-- Document passage follows --
So your dog has fractured a bone, ouchy! Unless in very special circumstances, the chances are they've had it surgically fixed. The bone takes time to heal and relies on them using it to get the bone to form and harden. Depending on their injury, they might have damaged soft tissue structures such as muscle, tendon or ligament too which we will rehabilitate concurrently.

Fracture Repair Overview

Signs of Fractures

This will be pretty self explanatory as your dog will show a sudden lameness and not want to weight-bear on the affected limb. They are likely to be in a great deal of pain and not want to be touched nearby. In unfortunate cases, some fractures displace and break through the skin barrier, so you may see broken skin, blood and exposed bone.

Causes of Fractures

There is usually an identified time where a traumatic event caused the fracture - this can be linked to things like RTA's or falling from a cliff. Sometimes they are linked to other pathologies that need to be diagnosed and treated alongside the fracture repair.

Treatment of Fractures

The vast majority of fractures are treated with surgical intervention. This is vital to stabilise the fracture and avoid further displacement and potential amputation. By stabilising the fracture the bones are fixed in the best possible position to knit back together by forming new bone. Over time and with appropriate, progressive exercise the bone will be as strong as before.
-- Document passage concluded --
-- Data extract follows --
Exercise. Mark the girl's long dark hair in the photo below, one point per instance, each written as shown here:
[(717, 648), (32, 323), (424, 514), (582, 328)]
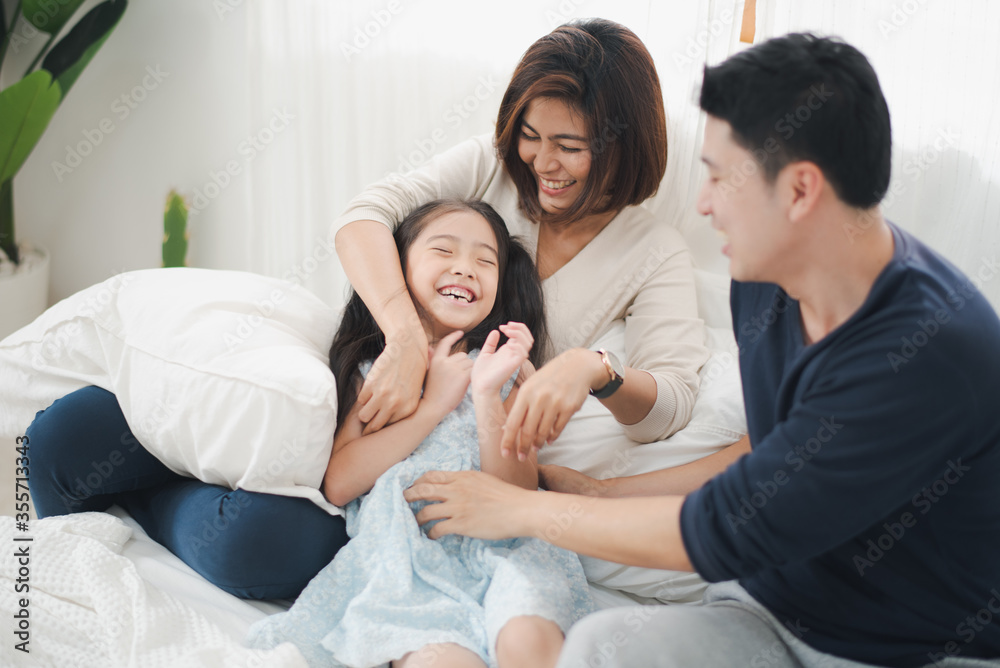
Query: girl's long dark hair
[(519, 299)]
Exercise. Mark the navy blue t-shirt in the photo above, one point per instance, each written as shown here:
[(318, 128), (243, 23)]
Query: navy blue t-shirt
[(867, 516)]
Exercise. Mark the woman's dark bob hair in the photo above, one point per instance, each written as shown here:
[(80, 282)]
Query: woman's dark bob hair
[(602, 70)]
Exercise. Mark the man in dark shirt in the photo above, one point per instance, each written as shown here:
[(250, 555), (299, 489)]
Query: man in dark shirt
[(863, 528)]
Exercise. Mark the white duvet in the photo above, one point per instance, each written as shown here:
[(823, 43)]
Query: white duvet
[(88, 606)]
-- Data extract concluded --
* Actions to take
[1] Can you transcribe the dog fracture passage from "There is usually" to "strong as before." word for word?
[2] Could you go on with the piece about fracture repair in dogs, starting right after its last sentence?

* Written answers
[1]
There is usually an identified time where a traumatic event caused the fracture - this can be linked to things like RTA's or falling from a cliff. Sometimes they are linked to other pathologies that need to be diagnosed and treated alongside the fracture repair.

Treatment of Fractures

The vast majority of fractures are treated with surgical intervention. This is vital to stabilise the fracture and avoid further displacement and potential amputation. By stabilising the fracture the bones are fixed in the best possible position to knit back together by forming new bone. Over time and with appropriate, progressive exercise the bone will be as strong as before.

[2]
What can we do about it?

Plenty! We have numerous modalities in clinic that we have at our finger tips to help your dog. These include massage, soft tissue mobilisation, stretching, joint mobilisations, targeted exercises, laser therapy, hydrotherapy... shall we continue? These have all been shown to reduce pain, restore joint and muscle function and strength, and improve your dog's quality of life. With each session they undergo constant review of their clinical signs and progression in order to gain maximum recovery at a pace that's comfortable for them.


We have a comprehensive programme tailored for your dog's specific needs, depending on the type of surgery, how successful the surgery was and their recovery so far. Alongside what we do with your beloved pooch, there are a number of things outside of the clinic that can help them manage their condition or rehabilitation. Please find information in the sections below!  

Home Modifications


Wooden floors and stairs are a big slip hazard for your dog. Try using non-slip mats along the main routes of your house. Alternatively, some dogs may benefit from paw pads (please speak to us before trying this option in case of contraindication).

Feeding Stations

Raising their water and food bowls may seem like a insignificant change to us, but it can really help your dog to be in a more neutral position.

Access to Furniture

Jumping up and down from heights if often a cause of additional pain for your dog. If they enjoy a cuddle on the sofa or the bed, make it easier for them with dog-friendly steps or ramps onto furniture. This also applies to getting in / out of cars! You may also find a sling to be useful.

Keeping Warm

Especially important in the colder months, your dog will benefit from staying warmer. Keep them in a jumper and walk them out with coats. Stay dry too!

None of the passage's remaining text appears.